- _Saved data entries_
• • • • •

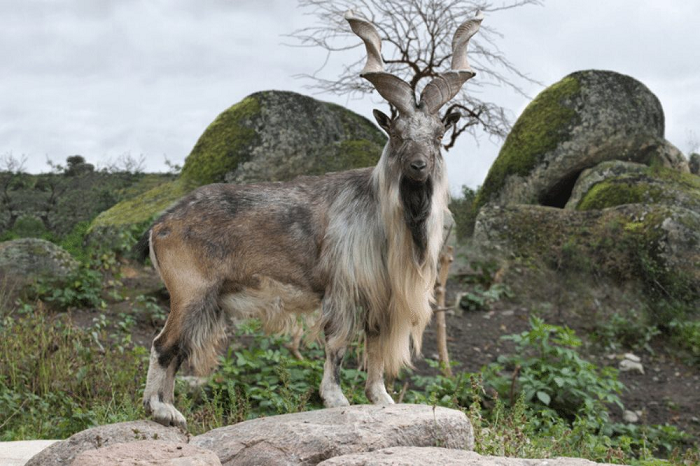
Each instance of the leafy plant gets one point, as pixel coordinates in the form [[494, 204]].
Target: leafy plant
[[626, 331], [551, 375], [81, 288], [686, 334]]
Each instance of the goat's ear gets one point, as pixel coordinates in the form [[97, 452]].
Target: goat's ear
[[383, 120], [451, 119]]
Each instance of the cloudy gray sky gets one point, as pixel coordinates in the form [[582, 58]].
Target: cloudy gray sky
[[102, 78]]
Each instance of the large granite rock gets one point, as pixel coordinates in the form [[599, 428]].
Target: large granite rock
[[428, 456], [694, 164], [148, 453], [311, 437], [24, 260], [655, 244], [268, 136], [64, 452], [610, 184], [586, 118]]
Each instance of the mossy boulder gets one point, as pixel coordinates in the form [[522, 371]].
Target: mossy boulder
[[612, 184], [24, 260], [657, 245], [586, 118], [268, 136], [694, 164], [142, 208], [297, 135]]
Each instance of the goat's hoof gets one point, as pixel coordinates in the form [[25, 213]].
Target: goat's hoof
[[166, 414], [379, 396], [335, 400]]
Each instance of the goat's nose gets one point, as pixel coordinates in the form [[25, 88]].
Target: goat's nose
[[418, 165]]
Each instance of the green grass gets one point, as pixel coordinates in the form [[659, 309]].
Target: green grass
[[57, 379]]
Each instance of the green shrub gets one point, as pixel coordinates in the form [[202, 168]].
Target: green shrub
[[686, 335], [57, 379], [552, 375], [81, 289], [464, 212]]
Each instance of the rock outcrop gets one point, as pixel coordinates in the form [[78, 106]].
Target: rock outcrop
[[148, 453], [616, 183], [352, 435], [268, 136], [63, 453], [311, 437], [654, 243], [24, 260], [417, 456], [694, 164], [586, 118]]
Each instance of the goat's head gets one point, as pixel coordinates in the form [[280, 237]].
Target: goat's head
[[415, 135]]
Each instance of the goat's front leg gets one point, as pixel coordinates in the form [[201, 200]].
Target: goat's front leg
[[375, 389], [331, 393]]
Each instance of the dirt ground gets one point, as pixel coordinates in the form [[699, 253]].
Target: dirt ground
[[667, 392]]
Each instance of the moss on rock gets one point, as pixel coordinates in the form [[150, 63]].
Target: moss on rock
[[544, 123], [656, 245], [585, 119], [24, 260], [222, 146], [268, 136], [656, 185], [348, 155], [143, 208]]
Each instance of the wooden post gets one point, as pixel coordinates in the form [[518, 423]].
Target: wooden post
[[445, 260]]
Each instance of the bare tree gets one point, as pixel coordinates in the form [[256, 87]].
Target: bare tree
[[11, 177], [418, 35]]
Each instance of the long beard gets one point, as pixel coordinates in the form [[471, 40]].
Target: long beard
[[416, 201]]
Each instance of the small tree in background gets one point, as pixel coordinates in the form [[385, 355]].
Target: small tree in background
[[417, 38]]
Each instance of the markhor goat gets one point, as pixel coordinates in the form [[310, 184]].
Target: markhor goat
[[362, 245]]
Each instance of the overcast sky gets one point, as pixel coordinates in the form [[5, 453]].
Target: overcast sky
[[102, 78]]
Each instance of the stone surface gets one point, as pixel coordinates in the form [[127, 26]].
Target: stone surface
[[418, 456], [611, 184], [601, 172], [18, 453], [268, 136], [586, 118], [62, 453], [24, 260], [311, 437], [656, 245], [148, 453]]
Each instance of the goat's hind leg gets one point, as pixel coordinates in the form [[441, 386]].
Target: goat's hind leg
[[192, 331], [375, 388], [166, 357], [331, 393], [158, 397]]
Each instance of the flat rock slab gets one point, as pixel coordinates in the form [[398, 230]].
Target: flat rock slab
[[18, 453], [416, 456], [64, 452], [147, 453], [311, 437]]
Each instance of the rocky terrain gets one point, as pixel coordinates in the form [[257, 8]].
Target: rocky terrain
[[588, 219]]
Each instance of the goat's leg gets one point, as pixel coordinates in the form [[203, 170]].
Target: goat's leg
[[331, 393], [375, 389], [158, 397], [193, 329]]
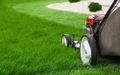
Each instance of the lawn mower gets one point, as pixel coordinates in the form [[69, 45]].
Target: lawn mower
[[101, 34]]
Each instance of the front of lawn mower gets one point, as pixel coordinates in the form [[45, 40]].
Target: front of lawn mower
[[87, 45], [101, 33]]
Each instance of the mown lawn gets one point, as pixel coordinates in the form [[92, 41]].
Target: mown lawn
[[30, 41]]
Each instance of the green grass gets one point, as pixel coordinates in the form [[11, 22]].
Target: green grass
[[30, 41]]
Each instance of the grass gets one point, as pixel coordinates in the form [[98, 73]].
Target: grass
[[30, 41]]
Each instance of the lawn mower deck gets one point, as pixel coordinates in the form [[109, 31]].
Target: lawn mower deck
[[101, 33]]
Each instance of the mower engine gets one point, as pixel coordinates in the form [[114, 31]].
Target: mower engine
[[91, 22]]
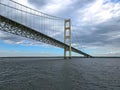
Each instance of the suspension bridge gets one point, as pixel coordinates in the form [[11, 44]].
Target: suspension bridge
[[21, 20]]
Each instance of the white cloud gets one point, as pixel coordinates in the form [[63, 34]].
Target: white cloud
[[99, 12]]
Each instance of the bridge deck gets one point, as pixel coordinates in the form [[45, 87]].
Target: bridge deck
[[16, 28]]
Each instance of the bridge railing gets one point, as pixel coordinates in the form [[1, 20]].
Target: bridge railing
[[44, 23]]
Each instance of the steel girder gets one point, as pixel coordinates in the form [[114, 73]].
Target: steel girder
[[13, 27]]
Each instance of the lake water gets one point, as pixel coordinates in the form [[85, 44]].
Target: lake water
[[59, 74]]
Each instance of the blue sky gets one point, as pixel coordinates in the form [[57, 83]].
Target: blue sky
[[95, 24]]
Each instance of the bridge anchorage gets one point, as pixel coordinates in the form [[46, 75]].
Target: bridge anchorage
[[21, 27]]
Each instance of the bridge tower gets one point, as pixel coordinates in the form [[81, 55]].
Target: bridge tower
[[67, 38]]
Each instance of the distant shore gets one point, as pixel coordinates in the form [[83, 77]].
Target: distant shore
[[58, 57]]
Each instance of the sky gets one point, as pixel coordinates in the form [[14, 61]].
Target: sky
[[95, 28]]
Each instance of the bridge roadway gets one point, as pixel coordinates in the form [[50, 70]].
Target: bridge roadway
[[16, 28]]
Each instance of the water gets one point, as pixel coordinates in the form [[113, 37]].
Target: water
[[59, 74]]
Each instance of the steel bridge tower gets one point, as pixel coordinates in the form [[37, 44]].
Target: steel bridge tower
[[67, 38]]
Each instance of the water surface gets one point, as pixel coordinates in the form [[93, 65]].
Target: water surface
[[59, 74]]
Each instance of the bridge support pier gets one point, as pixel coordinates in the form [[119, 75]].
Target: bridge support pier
[[67, 38]]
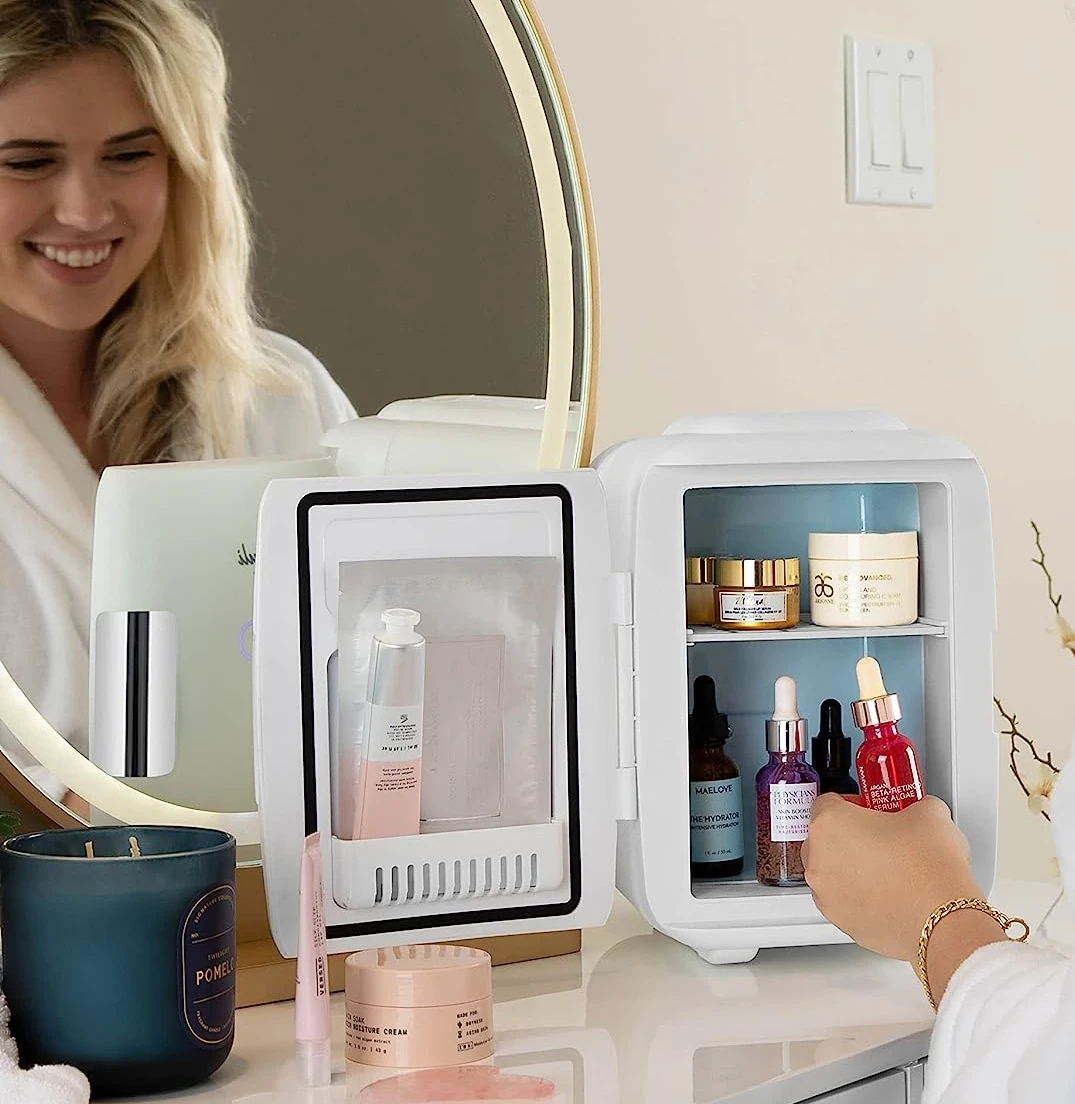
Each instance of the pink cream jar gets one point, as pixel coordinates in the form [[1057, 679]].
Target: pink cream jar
[[415, 1007]]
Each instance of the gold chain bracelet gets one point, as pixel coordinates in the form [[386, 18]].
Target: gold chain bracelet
[[938, 914]]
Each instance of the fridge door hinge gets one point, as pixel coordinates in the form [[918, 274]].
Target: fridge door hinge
[[623, 598], [627, 794], [626, 697]]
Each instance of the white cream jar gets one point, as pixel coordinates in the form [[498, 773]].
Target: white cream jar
[[863, 580]]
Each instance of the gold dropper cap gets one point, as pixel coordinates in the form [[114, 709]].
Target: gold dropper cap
[[875, 704], [700, 569]]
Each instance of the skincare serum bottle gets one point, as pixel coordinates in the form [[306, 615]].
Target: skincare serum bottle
[[716, 793], [786, 788], [832, 752], [390, 773], [887, 764]]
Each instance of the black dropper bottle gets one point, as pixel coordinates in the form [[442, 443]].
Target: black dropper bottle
[[715, 789], [832, 752]]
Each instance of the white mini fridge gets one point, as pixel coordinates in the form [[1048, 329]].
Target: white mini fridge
[[613, 808]]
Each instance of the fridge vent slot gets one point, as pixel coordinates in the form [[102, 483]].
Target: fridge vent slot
[[445, 867]]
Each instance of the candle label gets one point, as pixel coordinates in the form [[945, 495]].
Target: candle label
[[206, 966]]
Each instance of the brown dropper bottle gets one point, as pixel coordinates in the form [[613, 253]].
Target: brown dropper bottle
[[715, 789]]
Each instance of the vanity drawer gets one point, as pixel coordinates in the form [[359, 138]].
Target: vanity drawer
[[886, 1089]]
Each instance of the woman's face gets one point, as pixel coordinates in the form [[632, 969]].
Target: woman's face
[[83, 191]]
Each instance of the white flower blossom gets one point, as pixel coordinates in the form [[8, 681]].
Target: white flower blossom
[[1041, 791]]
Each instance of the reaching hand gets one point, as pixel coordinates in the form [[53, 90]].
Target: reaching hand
[[879, 876]]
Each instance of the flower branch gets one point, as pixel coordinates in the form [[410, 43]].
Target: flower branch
[[1040, 562], [1036, 793]]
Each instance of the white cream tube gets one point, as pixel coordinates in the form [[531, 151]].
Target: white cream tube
[[312, 1019]]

• • • • •

- _SET EXERCISE_
Reproduce the listing word for word from the line containing "Each instance of the grass" through the line containing "[[101, 33]]", including both of those lines.

- _OUTPUT OF THE TASK_
Each instance of the grass gets one point, as pixel coordinates in the form [[98, 73]].
Target: grass
[[30, 41]]
Each instance of the lawn mower deck gets one point, as pixel coordinates in the form [[109, 31]].
Target: lawn mower deck
[[101, 33]]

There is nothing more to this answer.